— Supplied entries —
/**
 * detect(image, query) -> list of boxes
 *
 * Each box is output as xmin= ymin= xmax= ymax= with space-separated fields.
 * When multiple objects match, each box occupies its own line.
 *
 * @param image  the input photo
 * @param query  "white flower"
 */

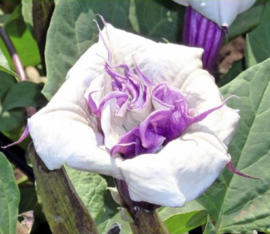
xmin=174 ymin=0 xmax=256 ymax=27
xmin=28 ymin=24 xmax=239 ymax=207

— Aim of the task —
Reproduce every line of the material above without alteration, and omit the picture from your reproduction.

— Solution for this exercise —
/**
 * detect(image, query) -> list of boxes
 *
 * Each box is output as xmin= ymin= xmax= ymax= with space-separated fields.
 * When multiple objects match, each box occupies its own line.
 *
 * @param image  the input photo
 * @param query  "white flower"
 */

xmin=174 ymin=0 xmax=256 ymax=27
xmin=28 ymin=24 xmax=239 ymax=207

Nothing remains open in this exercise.